==== Material supplied ====
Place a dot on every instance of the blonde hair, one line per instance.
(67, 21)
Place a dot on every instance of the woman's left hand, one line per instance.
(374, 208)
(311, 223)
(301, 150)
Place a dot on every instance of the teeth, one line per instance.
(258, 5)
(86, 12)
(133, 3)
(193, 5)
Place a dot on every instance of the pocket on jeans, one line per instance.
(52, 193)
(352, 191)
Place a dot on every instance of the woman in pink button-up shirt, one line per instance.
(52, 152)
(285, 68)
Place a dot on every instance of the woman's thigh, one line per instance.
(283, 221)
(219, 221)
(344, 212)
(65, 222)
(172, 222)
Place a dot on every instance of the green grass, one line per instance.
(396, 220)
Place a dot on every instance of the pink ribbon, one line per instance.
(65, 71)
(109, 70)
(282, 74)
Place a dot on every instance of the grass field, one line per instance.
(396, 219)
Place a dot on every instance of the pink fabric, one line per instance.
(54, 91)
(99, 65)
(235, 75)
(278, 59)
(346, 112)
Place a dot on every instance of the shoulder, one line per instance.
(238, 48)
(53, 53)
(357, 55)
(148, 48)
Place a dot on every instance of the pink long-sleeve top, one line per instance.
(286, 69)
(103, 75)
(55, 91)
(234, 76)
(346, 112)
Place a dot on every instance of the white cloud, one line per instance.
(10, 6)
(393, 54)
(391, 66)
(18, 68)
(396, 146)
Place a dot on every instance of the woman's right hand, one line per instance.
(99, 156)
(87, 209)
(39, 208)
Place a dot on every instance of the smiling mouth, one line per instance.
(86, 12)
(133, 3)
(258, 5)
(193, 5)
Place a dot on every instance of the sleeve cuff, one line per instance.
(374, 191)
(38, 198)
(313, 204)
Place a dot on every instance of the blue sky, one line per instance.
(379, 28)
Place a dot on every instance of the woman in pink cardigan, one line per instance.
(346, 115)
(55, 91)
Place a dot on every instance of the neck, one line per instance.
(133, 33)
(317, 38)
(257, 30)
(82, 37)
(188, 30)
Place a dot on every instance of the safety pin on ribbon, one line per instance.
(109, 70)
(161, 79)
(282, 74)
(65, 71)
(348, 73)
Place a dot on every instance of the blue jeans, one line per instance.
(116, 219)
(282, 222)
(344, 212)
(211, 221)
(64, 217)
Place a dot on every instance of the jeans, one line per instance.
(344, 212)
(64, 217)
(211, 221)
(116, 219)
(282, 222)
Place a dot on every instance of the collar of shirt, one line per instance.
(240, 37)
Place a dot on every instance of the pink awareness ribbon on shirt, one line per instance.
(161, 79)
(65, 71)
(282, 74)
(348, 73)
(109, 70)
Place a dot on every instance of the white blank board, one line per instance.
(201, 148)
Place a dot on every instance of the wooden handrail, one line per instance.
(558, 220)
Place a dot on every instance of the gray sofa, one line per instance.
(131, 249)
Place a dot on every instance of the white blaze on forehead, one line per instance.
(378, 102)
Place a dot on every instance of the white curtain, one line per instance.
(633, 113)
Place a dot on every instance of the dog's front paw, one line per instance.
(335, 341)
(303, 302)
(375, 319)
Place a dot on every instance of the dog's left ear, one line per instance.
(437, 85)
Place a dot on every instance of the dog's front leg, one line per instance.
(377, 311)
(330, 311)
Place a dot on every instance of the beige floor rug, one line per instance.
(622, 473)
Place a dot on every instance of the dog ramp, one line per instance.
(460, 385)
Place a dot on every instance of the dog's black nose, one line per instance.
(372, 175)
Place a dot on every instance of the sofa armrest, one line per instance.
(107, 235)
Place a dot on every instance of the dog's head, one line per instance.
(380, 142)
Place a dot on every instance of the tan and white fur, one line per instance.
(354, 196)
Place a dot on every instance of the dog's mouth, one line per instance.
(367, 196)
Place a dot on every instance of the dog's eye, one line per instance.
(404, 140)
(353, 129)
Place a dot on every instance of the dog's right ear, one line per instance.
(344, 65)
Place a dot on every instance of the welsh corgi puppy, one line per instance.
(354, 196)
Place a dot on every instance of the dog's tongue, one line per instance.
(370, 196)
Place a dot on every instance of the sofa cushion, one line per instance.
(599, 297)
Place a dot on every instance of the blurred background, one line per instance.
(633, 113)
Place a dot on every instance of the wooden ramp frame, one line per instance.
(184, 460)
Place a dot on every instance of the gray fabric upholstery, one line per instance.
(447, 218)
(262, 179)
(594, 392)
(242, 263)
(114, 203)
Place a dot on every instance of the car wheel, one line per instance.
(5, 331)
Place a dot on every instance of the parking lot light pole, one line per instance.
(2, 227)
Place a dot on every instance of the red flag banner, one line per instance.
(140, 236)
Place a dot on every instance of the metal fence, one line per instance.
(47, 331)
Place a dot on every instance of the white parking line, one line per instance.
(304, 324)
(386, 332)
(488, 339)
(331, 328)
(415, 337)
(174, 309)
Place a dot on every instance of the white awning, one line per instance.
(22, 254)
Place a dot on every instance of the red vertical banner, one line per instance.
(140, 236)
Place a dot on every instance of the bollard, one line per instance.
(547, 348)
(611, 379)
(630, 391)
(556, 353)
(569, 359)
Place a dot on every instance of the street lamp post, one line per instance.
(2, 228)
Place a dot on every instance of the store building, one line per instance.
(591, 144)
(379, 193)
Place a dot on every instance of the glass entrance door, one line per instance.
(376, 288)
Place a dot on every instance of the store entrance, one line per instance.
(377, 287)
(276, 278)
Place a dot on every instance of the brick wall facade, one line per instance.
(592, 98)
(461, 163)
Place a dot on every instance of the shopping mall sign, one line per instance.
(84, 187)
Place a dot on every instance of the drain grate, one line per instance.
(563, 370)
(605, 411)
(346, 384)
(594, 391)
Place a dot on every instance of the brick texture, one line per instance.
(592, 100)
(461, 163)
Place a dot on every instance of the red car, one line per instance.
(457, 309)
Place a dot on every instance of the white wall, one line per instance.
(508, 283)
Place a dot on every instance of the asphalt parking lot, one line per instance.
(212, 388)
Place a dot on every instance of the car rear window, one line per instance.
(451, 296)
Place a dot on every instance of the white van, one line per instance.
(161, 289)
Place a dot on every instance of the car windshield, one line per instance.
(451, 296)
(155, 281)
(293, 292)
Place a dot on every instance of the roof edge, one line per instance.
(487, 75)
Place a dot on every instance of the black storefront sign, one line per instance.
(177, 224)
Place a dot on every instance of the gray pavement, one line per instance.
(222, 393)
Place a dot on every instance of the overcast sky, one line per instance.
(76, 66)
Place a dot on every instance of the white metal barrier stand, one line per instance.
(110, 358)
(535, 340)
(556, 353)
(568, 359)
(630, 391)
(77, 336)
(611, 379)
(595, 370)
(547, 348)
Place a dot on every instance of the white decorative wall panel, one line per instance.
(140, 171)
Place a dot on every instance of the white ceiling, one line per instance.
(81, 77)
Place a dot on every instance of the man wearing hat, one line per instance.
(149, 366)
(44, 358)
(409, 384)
====
● **Task goal**
Could you retype all of the entries exactly, leaving none out?

● **Answer to this task**
Place a dot on every instance of the blonde hair, one line per instance.
(67, 21)
Place a dot on every instance of the woman's left hand, one line per instance.
(374, 208)
(311, 223)
(301, 150)
Place a dot on every instance of the teeth, one line per instance.
(258, 5)
(86, 12)
(133, 3)
(193, 5)
Place a dot on every instance of the pocket on jeans, one line per instance.
(52, 193)
(352, 191)
Place a dot on every instance of the woman in pink button-up shirt, one line per instance.
(52, 152)
(285, 68)
Place a dot on every instance of the woman's thigh, one line per instance.
(283, 221)
(219, 221)
(344, 212)
(65, 222)
(172, 222)
Place a dot on every instance of the green grass, one line per instance.
(396, 220)
Place a dot on every instance of the pink ribbon, one line per instance.
(65, 71)
(109, 70)
(282, 74)
Place a dot on every instance of the grass field, one line per instance.
(396, 219)
Place a dot on every instance of the pink fabric, one line per instance.
(54, 91)
(99, 65)
(235, 75)
(278, 59)
(346, 112)
Place a dot on every instance of the shoulder, one line per instance.
(238, 48)
(53, 53)
(357, 55)
(148, 48)
Place a dot on every instance of the pink long-sleeve top, one line per instance.
(286, 69)
(103, 75)
(55, 91)
(234, 76)
(346, 112)
Place a dot on every instance of the white cloud, one line per instance.
(10, 6)
(393, 54)
(391, 66)
(18, 68)
(396, 146)
Place a dot on every instance of the woman's right hand, one line per instance.
(99, 156)
(87, 209)
(39, 208)
Place a dot on every instance of the smiling mouth, one line per instance.
(86, 12)
(133, 3)
(258, 5)
(193, 5)
Place a dot on every instance of the sleeve cuff, one line per instance.
(374, 191)
(38, 198)
(313, 204)
Place a dot on every instance of the blue sky, one line per instance.
(379, 28)
Place a dot on every instance of the woman in pink cardigan, one line per instance.
(346, 115)
(55, 91)
Place a dot on every instance of the neck, one line per instance.
(133, 33)
(317, 38)
(257, 30)
(82, 37)
(188, 30)
Place a dot on every instance of the safety pin on ribbon, one line per instance.
(109, 70)
(161, 79)
(282, 74)
(65, 71)
(348, 73)
Place a dot on every instance of the blue jeans, one line per instance.
(116, 219)
(282, 222)
(344, 212)
(211, 221)
(64, 217)
Place a dot on every instance of the jeans, one line per instance.
(344, 212)
(64, 217)
(211, 221)
(116, 219)
(282, 222)
Place a dot on every instance of the collar of shirt, one line per instance.
(240, 37)
Place a dot on every instance of the pink awareness ribbon on shirt, one line per instance.
(161, 79)
(65, 71)
(282, 74)
(348, 73)
(109, 70)
Place a dot on every instance of the white blank board, one line per instance.
(201, 148)
Place a dot on every instance of the wooden handrail, one line per instance.
(558, 220)
Place a dot on every instance of the gray sofa, one line per instance.
(131, 249)
Place a dot on every instance of the white blaze on forehead, one line per instance.
(378, 102)
Place a dot on every instance of the white curtain, one line per instance.
(633, 113)
Place a dot on every instance of the dog's front paw, one line per instance.
(335, 341)
(303, 302)
(375, 319)
Place a dot on every instance of the dog's left ear, one line per instance.
(437, 85)
Place a dot on every instance of the dog's front leg, one line per instance.
(377, 311)
(330, 311)
Place a dot on every instance of the beige floor rug, one line per instance.
(622, 473)
Place a dot on every instance of the dog ramp, one line per instance.
(460, 385)
Place a dot on every instance of the dog's black nose, one line per instance.
(372, 175)
Place a dot on every instance of the sofa armrest, one line per instance.
(107, 235)
Place a dot on every instance of the dog's head, one line per instance.
(380, 142)
Place a dot on every instance of the tan and white fur, one line per instance.
(354, 196)
Place a dot on every instance of the dog's mouth, one line per instance.
(367, 196)
Place a dot on every instance of the dog's eye, one line per instance.
(404, 140)
(353, 129)
Place a dot on every instance of the dog's right ear, one line per instance.
(344, 65)
Place a dot on every instance of the welsh corgi puppy, one line per instance.
(354, 196)
Place a dot on every instance of the dog's tongue, one line per instance.
(370, 196)
Place a dot on every instance of the sofa cushion, one line per instance.
(599, 297)
Place a dot on every instance of the blurred background, one line per instance.
(633, 113)
Place a dot on every instance of the wooden ramp frame, one line per instance.
(184, 460)
Place a dot on every instance of the gray fabric upholstery, one line per instance.
(447, 218)
(262, 179)
(594, 392)
(242, 263)
(114, 203)
Place a dot on every instance of the car wheel, one line per instance.
(5, 331)
Place a dot on every instance of the parking lot light pole, one line per instance.
(2, 227)
Place a dot on every instance of the red flag banner, one line per instance.
(140, 236)
Place a dot on every instance of the metal fence, one line per instance.
(47, 331)
Place a dot on every instance of the white parking line, one line per instance.
(304, 324)
(386, 332)
(488, 339)
(331, 328)
(415, 337)
(174, 309)
Place a dot on every instance of the white awning, one line per instance.
(22, 254)
Place a dot on every instance of the red vertical banner, one line per instance.
(140, 236)
Place a dot on every instance of the bollard, one line per instance.
(547, 348)
(611, 379)
(630, 391)
(556, 353)
(569, 359)
Place a dot on every instance of the street lamp post, one line per instance.
(2, 228)
Place a dot on every instance of the store building, one line per instance.
(591, 144)
(379, 193)
Place a dot on every instance of the glass entrance door, one line per instance.
(376, 288)
Place a dot on every instance of the store entrance, one line per instance.
(377, 287)
(276, 278)
Place a dot on every instance of the brick wall facade, one line per instance.
(592, 98)
(461, 163)
Place a dot on every instance of the shopping mall sign, one line per instance.
(84, 187)
Place a dot on every instance of the drain grate, one line per instance.
(563, 370)
(605, 411)
(346, 384)
(594, 391)
Place a dot on every instance of the brick texture, one line per instance.
(592, 100)
(461, 163)
Place a dot on every instance of the red car, one line per instance.
(457, 309)
Place a dot on every instance of the white wall, one line per instance.
(508, 283)
Place a dot on every instance of the asphalt parking lot, one line per instance.
(212, 388)
Place a dot on every instance of the car rear window, one line per instance.
(451, 296)
Place a dot on every instance of the white van, one line per instance.
(161, 289)
Place a dot on every instance of the car windshield, one line per instance.
(451, 296)
(155, 281)
(293, 292)
Place a dot on every instance of the roof edge, one line per instance.
(487, 75)
Place a dot on every instance of the black storefront sign, one line per instance.
(177, 224)
Place a dot on every instance of the gray pavement, one line per instance.
(222, 393)
Place a dot on every instance of the overcast sky, one line per instance.
(76, 66)
Place a dot on every instance of the white metal barrier stand, one line per instance.
(110, 358)
(535, 340)
(556, 353)
(568, 359)
(630, 391)
(77, 336)
(611, 379)
(595, 370)
(547, 348)
Place a dot on every instance of the white decorative wall panel, one line per instance.
(140, 171)
Place a dot on every instance of the white ceiling, one line per instance.
(81, 77)
Place a dot on every instance of the man wearing hat, one line per instance.
(149, 366)
(44, 358)
(409, 384)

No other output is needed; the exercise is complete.